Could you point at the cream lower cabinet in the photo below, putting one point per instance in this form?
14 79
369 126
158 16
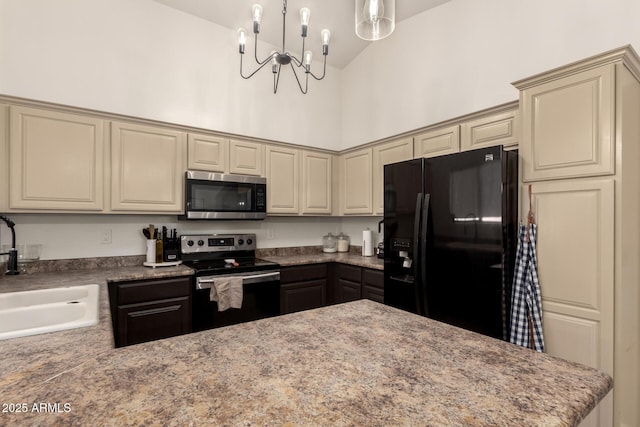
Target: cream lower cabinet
283 178
575 249
147 168
207 153
356 182
56 161
317 183
384 154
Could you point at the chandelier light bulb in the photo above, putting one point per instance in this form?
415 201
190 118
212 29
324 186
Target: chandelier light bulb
325 35
308 57
373 10
305 15
242 39
256 14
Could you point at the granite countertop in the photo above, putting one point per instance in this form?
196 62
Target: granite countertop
360 363
289 258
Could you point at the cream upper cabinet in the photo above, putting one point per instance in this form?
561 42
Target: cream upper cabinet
384 154
436 142
579 150
575 251
317 183
357 182
283 178
148 166
568 125
489 131
207 153
4 157
56 160
246 157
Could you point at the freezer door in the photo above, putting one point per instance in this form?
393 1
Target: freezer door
464 248
403 194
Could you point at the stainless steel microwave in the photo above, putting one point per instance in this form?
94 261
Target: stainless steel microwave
210 195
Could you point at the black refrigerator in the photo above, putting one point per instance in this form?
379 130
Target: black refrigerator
450 236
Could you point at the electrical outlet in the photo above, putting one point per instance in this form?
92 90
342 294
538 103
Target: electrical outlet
105 236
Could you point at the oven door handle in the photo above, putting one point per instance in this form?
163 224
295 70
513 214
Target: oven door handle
254 278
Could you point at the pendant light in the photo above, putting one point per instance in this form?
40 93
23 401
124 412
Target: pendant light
375 19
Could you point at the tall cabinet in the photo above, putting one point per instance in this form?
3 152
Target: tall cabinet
580 153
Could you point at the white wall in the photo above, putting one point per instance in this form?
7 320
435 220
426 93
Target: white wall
462 56
141 58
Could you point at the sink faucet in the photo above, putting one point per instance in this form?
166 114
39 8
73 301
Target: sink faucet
12 264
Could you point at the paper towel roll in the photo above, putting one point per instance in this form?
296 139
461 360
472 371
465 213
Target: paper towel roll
367 243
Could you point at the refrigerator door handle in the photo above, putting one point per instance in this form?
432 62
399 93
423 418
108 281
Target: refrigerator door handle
424 232
417 256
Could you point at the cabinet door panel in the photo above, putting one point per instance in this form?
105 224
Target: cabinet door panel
208 153
437 142
303 295
153 320
357 185
283 171
316 183
57 160
575 247
568 126
391 152
147 168
246 158
496 129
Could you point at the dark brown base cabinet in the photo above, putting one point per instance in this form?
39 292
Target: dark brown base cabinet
347 284
149 310
304 287
373 285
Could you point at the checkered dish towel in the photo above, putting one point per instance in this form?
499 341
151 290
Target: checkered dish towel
526 303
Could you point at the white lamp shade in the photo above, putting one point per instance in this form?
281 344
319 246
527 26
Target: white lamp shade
375 19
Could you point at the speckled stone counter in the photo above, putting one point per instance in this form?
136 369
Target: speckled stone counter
314 255
360 363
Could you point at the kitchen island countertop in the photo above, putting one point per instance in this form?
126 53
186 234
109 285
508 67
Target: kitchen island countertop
360 363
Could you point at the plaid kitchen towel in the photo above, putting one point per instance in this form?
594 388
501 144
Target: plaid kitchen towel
526 302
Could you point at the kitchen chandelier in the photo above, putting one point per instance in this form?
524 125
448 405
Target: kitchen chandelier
375 19
278 59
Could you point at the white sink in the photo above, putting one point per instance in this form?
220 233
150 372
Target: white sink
47 310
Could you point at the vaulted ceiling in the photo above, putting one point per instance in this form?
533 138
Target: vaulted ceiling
336 15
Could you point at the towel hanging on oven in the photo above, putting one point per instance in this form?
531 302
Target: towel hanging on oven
526 302
227 292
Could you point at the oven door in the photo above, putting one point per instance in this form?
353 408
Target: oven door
260 299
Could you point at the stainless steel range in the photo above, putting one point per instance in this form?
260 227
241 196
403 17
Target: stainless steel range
220 256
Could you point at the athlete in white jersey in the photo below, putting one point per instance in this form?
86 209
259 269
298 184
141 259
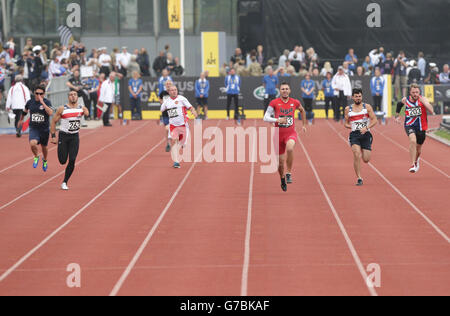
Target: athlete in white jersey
70 116
360 118
176 107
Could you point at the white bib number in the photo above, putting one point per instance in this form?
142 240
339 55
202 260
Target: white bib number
74 126
37 118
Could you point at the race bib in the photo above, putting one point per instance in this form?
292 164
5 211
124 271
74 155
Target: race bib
414 112
74 126
290 122
173 113
37 118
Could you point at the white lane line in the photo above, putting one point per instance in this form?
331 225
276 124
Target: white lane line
414 207
248 231
30 159
78 163
49 237
341 225
147 239
423 160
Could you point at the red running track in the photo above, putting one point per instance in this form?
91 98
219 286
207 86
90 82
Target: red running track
135 226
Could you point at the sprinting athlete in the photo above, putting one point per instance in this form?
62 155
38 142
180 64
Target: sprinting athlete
40 110
416 123
163 96
176 107
360 118
70 116
281 111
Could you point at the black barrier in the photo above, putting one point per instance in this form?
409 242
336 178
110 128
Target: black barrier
251 97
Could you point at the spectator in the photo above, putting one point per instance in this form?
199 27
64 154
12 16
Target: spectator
159 64
135 87
255 69
377 87
93 85
327 87
342 91
270 83
107 96
387 67
283 58
326 69
105 61
143 60
308 87
422 64
202 93
233 88
18 96
352 59
444 77
401 80
178 70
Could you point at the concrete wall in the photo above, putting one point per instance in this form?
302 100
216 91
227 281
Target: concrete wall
193 47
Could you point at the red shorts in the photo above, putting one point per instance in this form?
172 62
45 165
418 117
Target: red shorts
178 132
284 138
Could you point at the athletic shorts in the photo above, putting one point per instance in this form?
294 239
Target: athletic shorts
420 135
40 135
284 138
364 141
179 132
202 102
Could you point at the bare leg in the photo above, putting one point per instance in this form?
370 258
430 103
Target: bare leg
290 155
357 155
413 148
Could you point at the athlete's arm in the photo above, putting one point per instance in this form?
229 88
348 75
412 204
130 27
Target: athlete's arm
373 119
56 119
347 118
427 104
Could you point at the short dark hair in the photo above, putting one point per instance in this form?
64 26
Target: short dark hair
40 87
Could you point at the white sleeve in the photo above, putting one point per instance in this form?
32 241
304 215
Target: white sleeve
269 117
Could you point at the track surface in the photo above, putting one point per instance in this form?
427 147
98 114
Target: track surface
135 226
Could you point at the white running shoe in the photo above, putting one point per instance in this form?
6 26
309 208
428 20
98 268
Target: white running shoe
418 165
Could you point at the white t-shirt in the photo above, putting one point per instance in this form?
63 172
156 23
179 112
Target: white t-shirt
176 109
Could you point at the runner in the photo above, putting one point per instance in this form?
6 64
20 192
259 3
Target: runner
40 110
179 129
281 111
164 95
360 118
416 123
69 142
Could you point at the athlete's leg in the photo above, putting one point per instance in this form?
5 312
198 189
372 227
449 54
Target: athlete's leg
413 148
74 146
290 155
357 155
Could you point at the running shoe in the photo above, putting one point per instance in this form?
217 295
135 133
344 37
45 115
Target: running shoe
284 185
288 178
35 162
418 165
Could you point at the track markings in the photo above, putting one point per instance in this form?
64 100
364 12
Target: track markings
147 240
79 212
414 207
78 163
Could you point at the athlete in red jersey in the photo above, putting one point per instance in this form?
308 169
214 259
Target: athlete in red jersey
282 112
416 123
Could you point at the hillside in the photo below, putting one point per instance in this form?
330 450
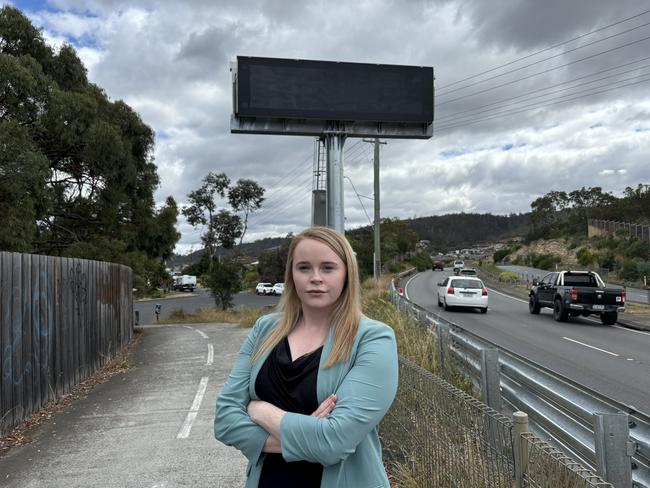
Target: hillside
454 231
445 232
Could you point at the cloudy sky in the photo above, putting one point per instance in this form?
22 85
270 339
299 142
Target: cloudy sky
531 96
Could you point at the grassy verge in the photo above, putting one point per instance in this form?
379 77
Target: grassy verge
634 308
413 342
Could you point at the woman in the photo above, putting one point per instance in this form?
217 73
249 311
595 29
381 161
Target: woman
312 382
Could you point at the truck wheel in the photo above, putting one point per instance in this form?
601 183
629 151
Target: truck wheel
609 318
559 312
533 305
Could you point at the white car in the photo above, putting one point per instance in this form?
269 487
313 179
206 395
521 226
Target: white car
467 272
462 291
264 288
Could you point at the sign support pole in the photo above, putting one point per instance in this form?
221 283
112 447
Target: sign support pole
334 142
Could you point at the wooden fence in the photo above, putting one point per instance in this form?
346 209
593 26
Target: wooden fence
60 320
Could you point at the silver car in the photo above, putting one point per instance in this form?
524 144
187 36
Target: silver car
463 291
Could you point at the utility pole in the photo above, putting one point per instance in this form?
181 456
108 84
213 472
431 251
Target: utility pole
377 254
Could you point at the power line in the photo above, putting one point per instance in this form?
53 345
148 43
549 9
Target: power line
292 172
545 49
510 101
362 206
513 112
544 71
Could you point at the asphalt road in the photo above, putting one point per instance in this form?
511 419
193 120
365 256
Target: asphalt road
636 295
151 427
612 360
201 298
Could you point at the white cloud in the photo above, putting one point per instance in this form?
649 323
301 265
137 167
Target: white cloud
170 62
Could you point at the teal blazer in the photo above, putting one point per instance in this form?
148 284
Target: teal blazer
346 443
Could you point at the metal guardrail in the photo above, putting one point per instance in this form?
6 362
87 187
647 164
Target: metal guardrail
600 432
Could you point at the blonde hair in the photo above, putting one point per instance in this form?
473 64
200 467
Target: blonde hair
347 310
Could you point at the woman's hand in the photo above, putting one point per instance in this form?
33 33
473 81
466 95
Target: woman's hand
324 409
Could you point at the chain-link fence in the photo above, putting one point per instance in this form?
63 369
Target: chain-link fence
549 468
437 436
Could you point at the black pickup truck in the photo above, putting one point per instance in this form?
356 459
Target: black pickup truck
575 293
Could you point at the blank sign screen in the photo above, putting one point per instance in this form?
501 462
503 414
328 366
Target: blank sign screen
287 88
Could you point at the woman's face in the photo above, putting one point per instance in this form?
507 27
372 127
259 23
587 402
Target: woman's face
318 274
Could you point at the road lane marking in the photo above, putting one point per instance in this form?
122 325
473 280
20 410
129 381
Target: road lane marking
492 290
194 410
592 347
632 330
210 355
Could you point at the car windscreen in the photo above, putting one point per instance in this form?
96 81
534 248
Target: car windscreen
579 280
471 284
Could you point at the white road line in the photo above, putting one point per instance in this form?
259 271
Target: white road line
492 290
194 410
591 347
632 330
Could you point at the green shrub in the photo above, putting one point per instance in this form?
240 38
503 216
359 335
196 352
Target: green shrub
586 257
509 277
544 261
176 314
421 261
500 254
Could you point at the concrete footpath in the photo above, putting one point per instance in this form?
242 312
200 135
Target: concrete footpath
151 427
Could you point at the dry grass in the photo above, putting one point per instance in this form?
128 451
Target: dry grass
413 341
23 433
634 308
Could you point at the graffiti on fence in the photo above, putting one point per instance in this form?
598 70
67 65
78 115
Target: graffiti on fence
79 286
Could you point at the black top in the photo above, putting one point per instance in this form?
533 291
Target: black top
290 386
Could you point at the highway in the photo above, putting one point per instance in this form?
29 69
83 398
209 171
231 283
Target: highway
201 298
636 295
612 360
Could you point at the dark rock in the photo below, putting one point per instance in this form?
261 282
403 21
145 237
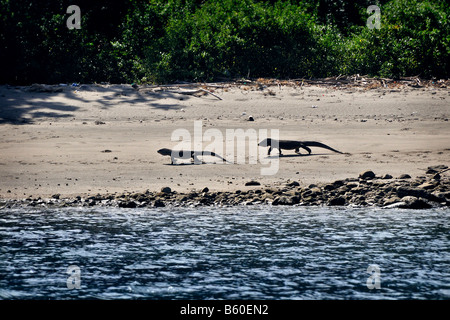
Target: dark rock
293 184
427 185
166 190
338 183
127 204
337 201
436 169
367 175
414 203
159 203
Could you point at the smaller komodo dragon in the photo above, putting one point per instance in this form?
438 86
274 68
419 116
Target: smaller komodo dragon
186 154
292 145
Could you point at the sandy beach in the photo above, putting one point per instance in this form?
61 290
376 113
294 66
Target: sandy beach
99 139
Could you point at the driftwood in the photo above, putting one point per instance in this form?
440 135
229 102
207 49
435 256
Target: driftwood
340 81
193 92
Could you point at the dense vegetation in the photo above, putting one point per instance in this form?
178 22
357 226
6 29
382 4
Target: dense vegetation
204 40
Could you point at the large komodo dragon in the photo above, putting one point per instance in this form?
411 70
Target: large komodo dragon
186 154
293 145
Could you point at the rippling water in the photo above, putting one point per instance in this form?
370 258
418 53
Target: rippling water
224 253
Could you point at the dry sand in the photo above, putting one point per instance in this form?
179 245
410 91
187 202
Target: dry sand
51 143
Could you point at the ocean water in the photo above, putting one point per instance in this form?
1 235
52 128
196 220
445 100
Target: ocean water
224 253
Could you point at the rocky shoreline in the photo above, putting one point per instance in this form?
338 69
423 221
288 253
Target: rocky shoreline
368 190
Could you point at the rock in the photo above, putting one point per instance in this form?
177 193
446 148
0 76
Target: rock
338 183
127 204
252 183
166 190
390 201
427 185
159 203
367 175
436 169
337 201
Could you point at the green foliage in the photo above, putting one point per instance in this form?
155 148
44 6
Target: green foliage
201 40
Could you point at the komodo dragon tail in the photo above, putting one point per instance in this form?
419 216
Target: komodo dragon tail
318 144
210 153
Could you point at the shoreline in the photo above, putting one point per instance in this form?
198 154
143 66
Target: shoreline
429 191
90 140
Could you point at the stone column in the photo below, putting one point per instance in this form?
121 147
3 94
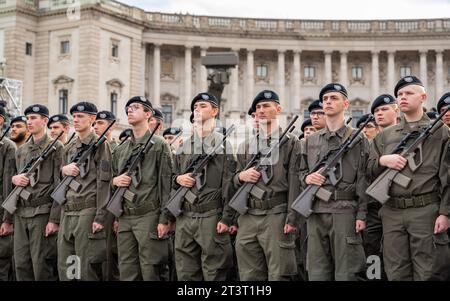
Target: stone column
343 76
187 81
423 68
296 98
375 75
328 76
250 78
203 73
439 78
391 73
156 75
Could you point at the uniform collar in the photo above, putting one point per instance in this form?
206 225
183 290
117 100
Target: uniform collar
328 134
86 141
408 127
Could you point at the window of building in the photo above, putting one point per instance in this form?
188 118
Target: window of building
115 50
65 47
405 71
356 115
113 99
357 73
28 49
309 72
261 71
167 114
63 101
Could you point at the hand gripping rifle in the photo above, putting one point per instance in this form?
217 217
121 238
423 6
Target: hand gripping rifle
196 168
240 198
59 194
379 189
330 164
115 203
10 203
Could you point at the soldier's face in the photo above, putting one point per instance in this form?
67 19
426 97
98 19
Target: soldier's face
446 118
18 131
136 114
386 115
203 110
56 128
309 130
36 123
318 118
334 103
100 126
411 98
267 111
82 121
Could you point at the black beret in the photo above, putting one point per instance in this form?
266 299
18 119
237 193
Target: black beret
333 87
171 131
363 119
37 109
204 97
84 107
316 104
265 95
432 114
383 99
157 114
3 112
126 133
306 122
139 99
58 118
406 81
443 101
105 115
20 118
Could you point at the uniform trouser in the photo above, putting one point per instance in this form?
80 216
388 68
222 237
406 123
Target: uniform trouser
81 253
263 251
112 265
411 251
373 234
335 251
301 242
200 252
34 254
142 256
6 258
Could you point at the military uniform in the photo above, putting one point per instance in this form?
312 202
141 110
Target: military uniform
335 251
142 255
35 254
200 252
7 170
410 248
82 209
263 251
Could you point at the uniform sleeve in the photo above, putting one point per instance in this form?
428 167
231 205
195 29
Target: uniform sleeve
55 211
374 169
164 183
444 173
103 181
361 180
9 170
294 182
228 189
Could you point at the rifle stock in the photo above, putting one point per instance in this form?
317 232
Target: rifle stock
239 200
176 200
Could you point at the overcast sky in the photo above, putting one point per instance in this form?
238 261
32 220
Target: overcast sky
290 9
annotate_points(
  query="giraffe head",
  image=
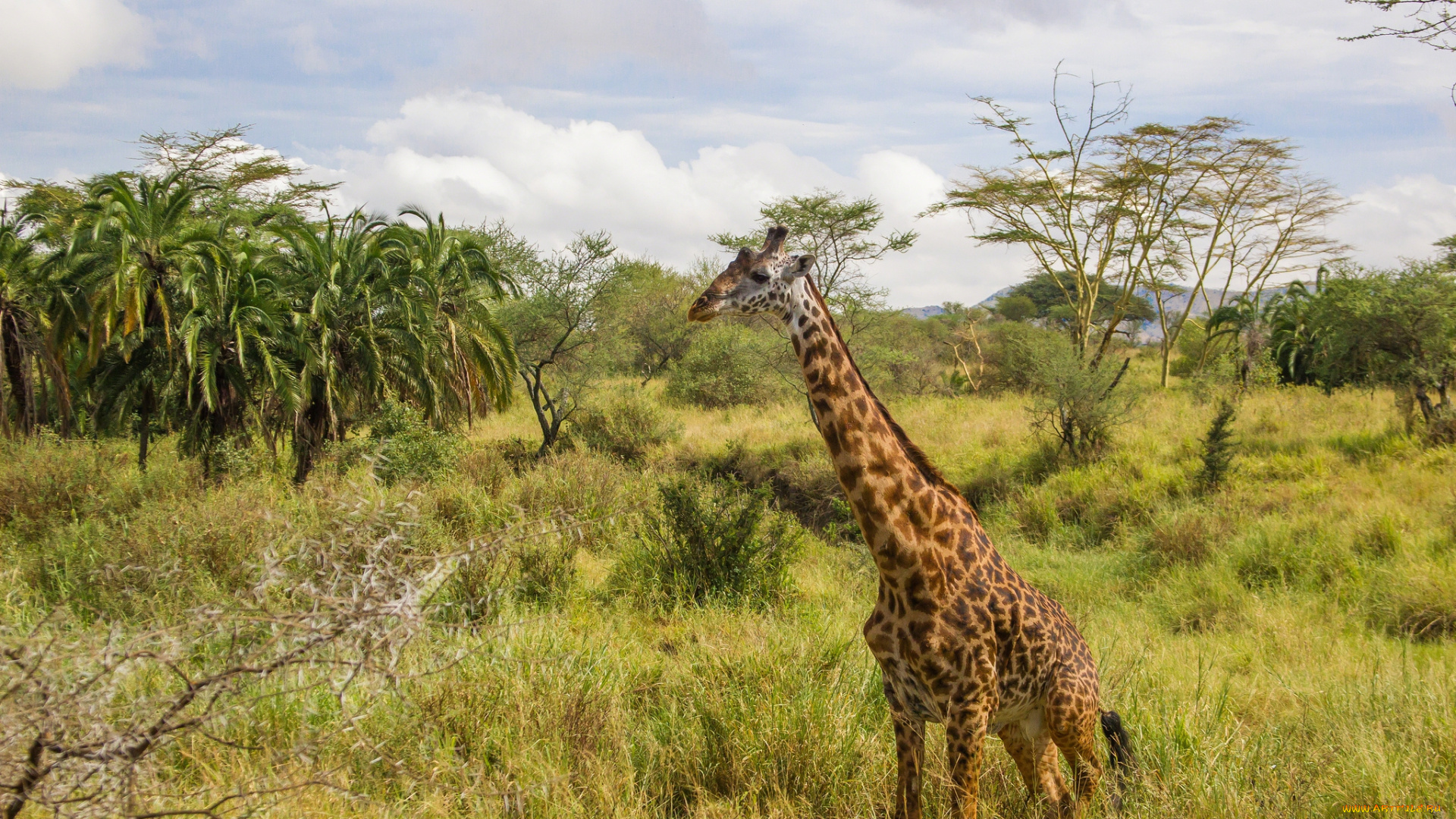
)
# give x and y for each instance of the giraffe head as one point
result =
(753, 283)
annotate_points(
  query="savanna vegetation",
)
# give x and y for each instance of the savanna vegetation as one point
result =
(315, 513)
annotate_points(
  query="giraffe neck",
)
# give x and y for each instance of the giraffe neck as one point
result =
(896, 494)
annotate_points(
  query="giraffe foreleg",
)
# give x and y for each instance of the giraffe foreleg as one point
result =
(1075, 738)
(965, 742)
(910, 760)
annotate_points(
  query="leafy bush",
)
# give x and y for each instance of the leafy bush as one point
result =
(545, 569)
(799, 474)
(626, 425)
(1416, 602)
(726, 366)
(408, 447)
(711, 542)
(1076, 406)
(1219, 447)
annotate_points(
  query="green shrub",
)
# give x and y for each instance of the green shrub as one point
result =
(799, 474)
(1201, 601)
(1076, 406)
(726, 366)
(625, 425)
(545, 569)
(1185, 538)
(408, 447)
(1379, 537)
(1419, 602)
(711, 542)
(1280, 556)
(1219, 447)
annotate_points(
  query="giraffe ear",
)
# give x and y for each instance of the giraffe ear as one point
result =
(799, 267)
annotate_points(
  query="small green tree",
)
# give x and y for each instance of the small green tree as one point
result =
(837, 231)
(555, 327)
(1219, 447)
(1074, 404)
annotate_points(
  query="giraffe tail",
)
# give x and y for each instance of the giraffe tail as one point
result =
(1119, 755)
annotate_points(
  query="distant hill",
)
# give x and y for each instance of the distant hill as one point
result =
(1149, 333)
(924, 312)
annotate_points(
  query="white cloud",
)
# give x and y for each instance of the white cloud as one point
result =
(552, 37)
(1401, 221)
(476, 159)
(47, 42)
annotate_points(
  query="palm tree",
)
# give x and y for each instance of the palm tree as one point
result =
(18, 321)
(463, 353)
(231, 337)
(149, 235)
(338, 341)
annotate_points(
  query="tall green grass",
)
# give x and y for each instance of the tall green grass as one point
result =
(1283, 645)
==*==
#### Problem requirements
Lines to set down from above: the line with "head as one point", the line with "# give x and y for each instance of the tall", and every line between, each exactly as written.

#### Exercise solution
# give x and y for each instance of the giraffe head as one point
result =
(753, 283)
annotate_points(
  query="savanna vegetation",
)
# give x and y for each instance of the savanna vegetation as one point
result =
(315, 513)
annotate_points(
  query="giraffe neck",
)
# give x and y for each instance of the giraffe neck as one point
result =
(896, 494)
annotate_points(
  query="giraffe foreleg",
)
# give x and y for each instance of the giraffe foreleg as one point
result =
(1075, 738)
(965, 742)
(910, 760)
annotate_points(
  query="leafy bush",
)
# give x and y for each instance of the leafy bush as one point
result =
(545, 569)
(799, 474)
(626, 425)
(1416, 602)
(726, 366)
(408, 447)
(711, 542)
(1076, 406)
(1219, 447)
annotate_points(
  query="green shrub",
)
# give x and y for each instance of the green shrub as one point
result =
(799, 474)
(1201, 601)
(1076, 406)
(726, 366)
(625, 425)
(545, 569)
(1185, 538)
(408, 447)
(1379, 537)
(1419, 602)
(711, 542)
(1280, 556)
(1219, 447)
annotate_points(
  query="giraffe ear",
)
# give x and y for each instance of the giraffe ear as one point
result =
(799, 267)
annotate_points(
  query="small green tree",
)
# give x and y for each instance of the small green tree as one point
result =
(837, 231)
(555, 327)
(1219, 447)
(1074, 404)
annotate_points(
  query="giraffe tail",
)
# give x and y for each instance of the giraffe tail as one point
result =
(1119, 755)
annotate_points(
  query="distant hill",
)
# give x and y for each instance of the distant hill as one point
result =
(1149, 333)
(924, 312)
annotate_points(
  query="white cloud",
)
# give x and y for each instance of the white cloud as one point
result =
(552, 37)
(1401, 221)
(476, 159)
(47, 42)
annotate_points(
  query="palm tree",
)
# give x and y for each instance of the palm tree as one point
result =
(18, 321)
(463, 353)
(231, 337)
(149, 235)
(338, 341)
annotate_points(
  query="tall green grass",
)
# give x and y for each instance of the tall green grass as one point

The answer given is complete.